§ **Énoncé A**: Selon l'extrait, quels acteurs avancent parfois que l'augmentation de la représentation des femmes dans les postes à responsabilité est bénéfique sur le plan économique ?

§ **Extrait**:

══════

La recherche en actions

Pourquoi plaider pour «plus» de femmes dans le management ne devrait pas être la priorité?

La nomination de femmes à des postes dirigeants permet-elle de réduire les inégalités? Plusieurs études récentes se sont penchées sur cette question.

Au 21e siècle, nous observons une augmentation du nombre de femmes dans la gestion des entreprises et en politique. Mais cette perforation du plafond de verre est-elle suffisante pour atteindre l'égalité des sexes? Des scientifiques, consultants ou médias avancent parfois que l’augmentation de la représentation des femmes dans les postes à responsabilité est bénéfique sur le plan économique. D’autres suggèrent des effets positifs pour l’égalité femmes-hommes, l’augmentation des femmes managers conduisant à une remise en question des stéréotypes de genre.

══════

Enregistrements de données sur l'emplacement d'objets
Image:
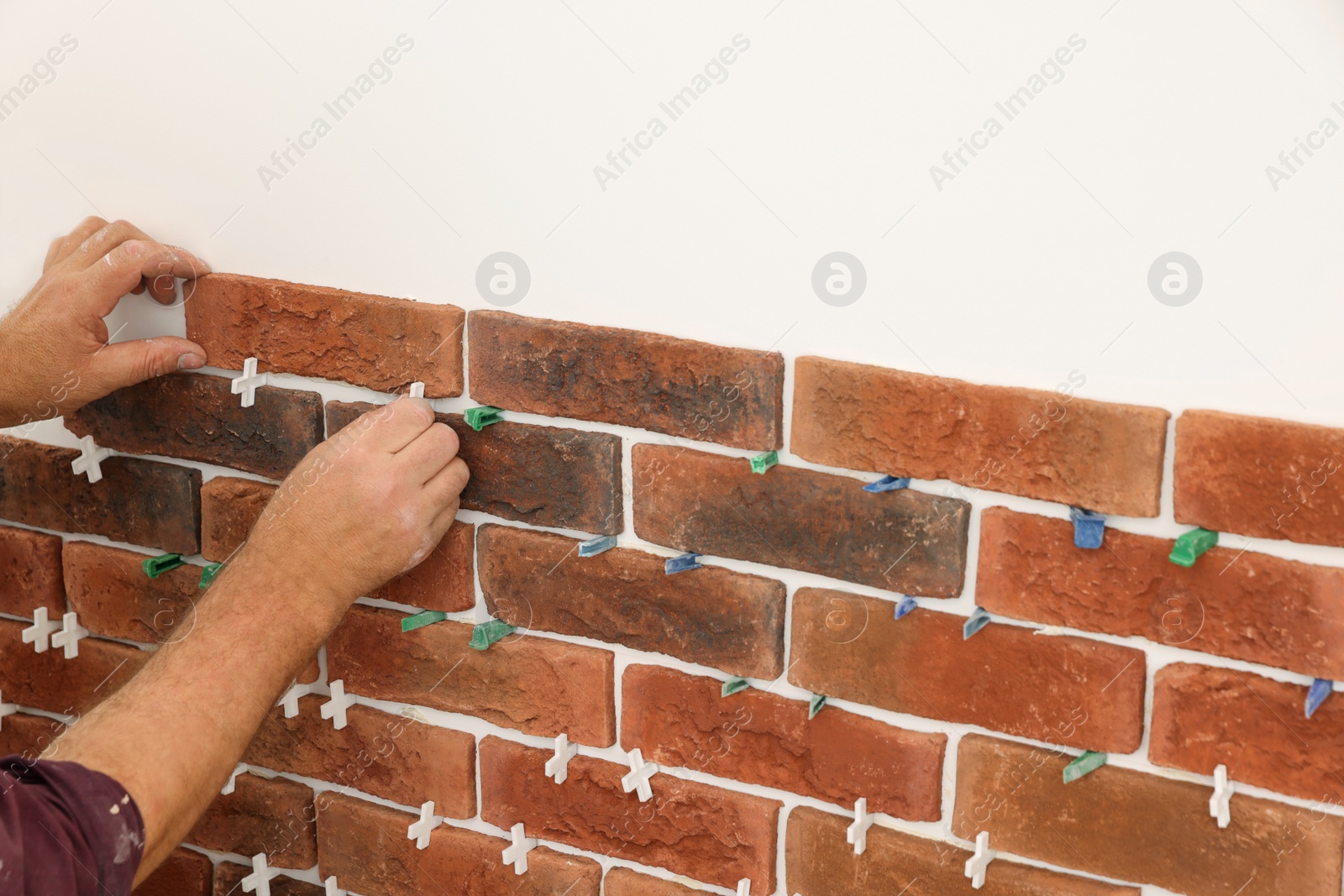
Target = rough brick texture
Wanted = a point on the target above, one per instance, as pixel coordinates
(1043, 445)
(262, 815)
(230, 506)
(1205, 718)
(820, 862)
(369, 340)
(1061, 689)
(765, 739)
(50, 681)
(365, 846)
(1142, 828)
(539, 474)
(1236, 604)
(198, 418)
(535, 685)
(1261, 477)
(800, 519)
(114, 597)
(156, 506)
(694, 829)
(30, 573)
(717, 618)
(675, 385)
(394, 757)
(186, 873)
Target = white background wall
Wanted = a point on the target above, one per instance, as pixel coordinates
(1030, 264)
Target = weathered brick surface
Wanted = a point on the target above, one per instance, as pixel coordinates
(366, 848)
(1061, 689)
(1236, 604)
(817, 860)
(765, 739)
(50, 681)
(275, 817)
(707, 833)
(1205, 718)
(800, 519)
(717, 617)
(156, 506)
(676, 385)
(228, 882)
(186, 873)
(114, 597)
(393, 757)
(313, 331)
(1039, 443)
(199, 418)
(535, 685)
(30, 573)
(539, 474)
(230, 506)
(1261, 477)
(1139, 826)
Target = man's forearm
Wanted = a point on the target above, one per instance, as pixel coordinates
(175, 732)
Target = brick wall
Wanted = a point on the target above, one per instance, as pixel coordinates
(1171, 671)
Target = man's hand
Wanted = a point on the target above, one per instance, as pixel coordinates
(366, 506)
(54, 344)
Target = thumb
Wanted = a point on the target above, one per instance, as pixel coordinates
(134, 362)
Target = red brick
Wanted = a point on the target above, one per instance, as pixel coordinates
(662, 383)
(30, 573)
(147, 503)
(366, 848)
(1242, 605)
(444, 580)
(228, 882)
(1039, 443)
(276, 817)
(538, 474)
(765, 739)
(1261, 477)
(381, 343)
(1061, 689)
(707, 833)
(622, 882)
(717, 617)
(1139, 826)
(185, 873)
(393, 757)
(537, 685)
(114, 598)
(50, 681)
(1205, 718)
(819, 860)
(199, 418)
(800, 519)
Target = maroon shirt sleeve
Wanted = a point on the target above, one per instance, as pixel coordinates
(66, 831)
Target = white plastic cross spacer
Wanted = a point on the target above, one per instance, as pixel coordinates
(1220, 805)
(291, 700)
(233, 778)
(558, 766)
(517, 855)
(91, 458)
(260, 880)
(249, 382)
(71, 634)
(421, 829)
(978, 864)
(858, 832)
(39, 633)
(336, 707)
(638, 777)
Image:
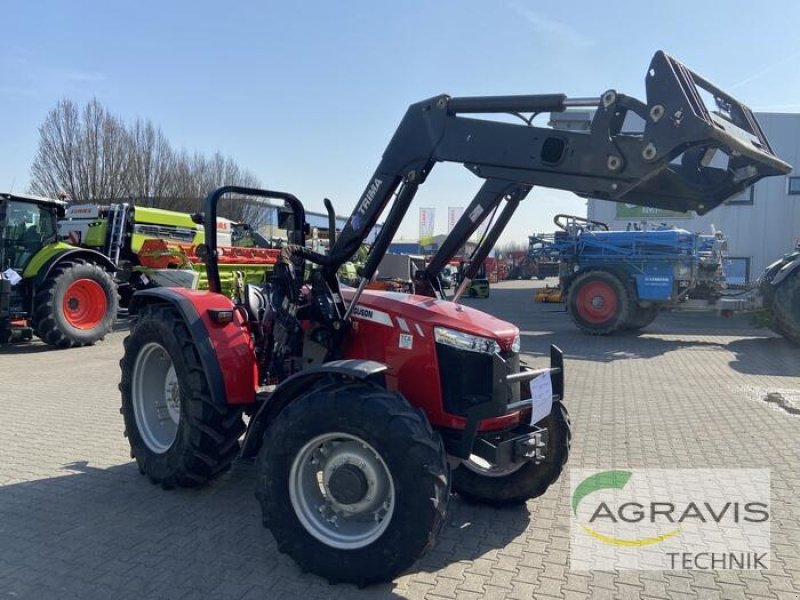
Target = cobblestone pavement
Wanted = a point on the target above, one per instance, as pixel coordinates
(78, 521)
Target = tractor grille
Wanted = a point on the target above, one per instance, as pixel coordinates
(470, 379)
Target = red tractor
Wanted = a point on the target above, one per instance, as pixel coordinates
(365, 408)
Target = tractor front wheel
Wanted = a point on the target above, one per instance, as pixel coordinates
(478, 481)
(177, 434)
(76, 306)
(786, 308)
(353, 483)
(598, 303)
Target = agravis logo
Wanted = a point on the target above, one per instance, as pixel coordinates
(603, 481)
(670, 519)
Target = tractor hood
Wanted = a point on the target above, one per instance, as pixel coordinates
(431, 312)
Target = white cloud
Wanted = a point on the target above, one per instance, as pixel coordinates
(553, 31)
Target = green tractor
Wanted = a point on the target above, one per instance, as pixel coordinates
(65, 295)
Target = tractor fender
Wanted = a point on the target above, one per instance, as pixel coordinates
(786, 270)
(225, 349)
(77, 253)
(297, 385)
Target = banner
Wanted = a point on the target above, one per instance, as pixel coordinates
(426, 218)
(453, 215)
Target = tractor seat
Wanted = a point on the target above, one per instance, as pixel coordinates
(256, 302)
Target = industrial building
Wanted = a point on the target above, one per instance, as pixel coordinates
(761, 225)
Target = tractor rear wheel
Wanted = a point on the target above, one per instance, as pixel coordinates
(478, 481)
(598, 303)
(353, 483)
(641, 316)
(76, 305)
(178, 435)
(786, 308)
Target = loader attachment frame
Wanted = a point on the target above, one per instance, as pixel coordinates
(686, 157)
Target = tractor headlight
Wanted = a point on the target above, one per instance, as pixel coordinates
(465, 341)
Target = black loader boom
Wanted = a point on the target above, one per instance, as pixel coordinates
(686, 157)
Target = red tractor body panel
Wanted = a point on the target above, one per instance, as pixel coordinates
(232, 343)
(390, 327)
(398, 330)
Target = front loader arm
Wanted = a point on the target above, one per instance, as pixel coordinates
(683, 158)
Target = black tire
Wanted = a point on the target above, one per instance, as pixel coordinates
(613, 311)
(54, 326)
(206, 440)
(786, 307)
(530, 480)
(641, 316)
(410, 451)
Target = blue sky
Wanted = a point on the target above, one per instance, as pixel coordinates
(307, 94)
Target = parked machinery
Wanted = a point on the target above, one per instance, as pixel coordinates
(64, 294)
(621, 280)
(365, 406)
(66, 269)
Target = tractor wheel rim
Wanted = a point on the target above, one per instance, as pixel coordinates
(478, 465)
(156, 397)
(84, 304)
(596, 302)
(341, 491)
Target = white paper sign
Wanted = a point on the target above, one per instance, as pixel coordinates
(542, 397)
(12, 276)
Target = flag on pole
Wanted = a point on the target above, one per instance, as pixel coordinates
(426, 218)
(453, 215)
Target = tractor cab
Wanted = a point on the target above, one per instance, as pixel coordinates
(27, 224)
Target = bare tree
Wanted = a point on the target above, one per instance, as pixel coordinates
(151, 162)
(83, 153)
(94, 156)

══════

§ **Énoncé B**: Pouvez-vous reprendre les lignes des enregistrements, de celle qui contient « Target = tractor cab » jusqu'à la fin des enregistrements, en renommant « bare tree » en « leafless tree » sans rien changer d'autre ?

§ **Résultat attendu A**: Des scientifiques, des consultants et des médias.

§ **Résultat attendu B**:
Target = tractor cab
Wanted = a point on the target above, one per instance, as pixel coordinates
(27, 224)
Target = leafless tree
Wanted = a point on the target above, one per instance, as pixel coordinates
(151, 162)
(83, 153)
(94, 156)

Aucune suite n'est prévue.